**Required work**
What is needed is an exact copy of the line that contains "target | baby's face" and of all later lines to the end of the records below, with no other lines.

**Dataset entries**

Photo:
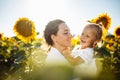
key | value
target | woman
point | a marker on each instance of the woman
(57, 35)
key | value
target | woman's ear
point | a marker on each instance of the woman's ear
(53, 37)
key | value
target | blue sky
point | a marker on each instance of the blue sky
(73, 12)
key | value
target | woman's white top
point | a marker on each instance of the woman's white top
(88, 67)
(54, 57)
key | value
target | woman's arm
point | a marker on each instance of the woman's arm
(72, 60)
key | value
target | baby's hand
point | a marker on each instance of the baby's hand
(66, 51)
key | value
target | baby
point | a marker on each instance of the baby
(83, 56)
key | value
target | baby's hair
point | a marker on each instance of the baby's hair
(98, 28)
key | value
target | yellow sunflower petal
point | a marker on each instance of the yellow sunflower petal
(117, 32)
(25, 29)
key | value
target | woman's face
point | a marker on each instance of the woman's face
(63, 37)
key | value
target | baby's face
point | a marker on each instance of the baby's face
(88, 37)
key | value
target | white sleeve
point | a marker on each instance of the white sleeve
(86, 55)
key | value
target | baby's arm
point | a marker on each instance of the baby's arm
(73, 61)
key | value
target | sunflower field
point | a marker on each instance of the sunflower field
(22, 57)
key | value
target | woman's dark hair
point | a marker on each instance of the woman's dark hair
(51, 28)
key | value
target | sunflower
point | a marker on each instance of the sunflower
(103, 19)
(25, 29)
(117, 32)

**Exercise response**
target | baby's face
point | a marker on each instance of the baby's face
(88, 37)
key | value
target | white sleeve
point | a marker on each instance of the white sleeve
(86, 55)
key | value
target | baby's arm
point | a marker on each instance of the baby's arm
(73, 61)
key | value
target | sunflower field
point | a marker on each instance of the sunflower field
(22, 57)
key | value
target | woman's dark hair
point | a marker on each instance of the woman's dark hair
(51, 28)
key | value
target | sunflower
point | a marker on each instance of the sunflower
(103, 19)
(25, 29)
(117, 32)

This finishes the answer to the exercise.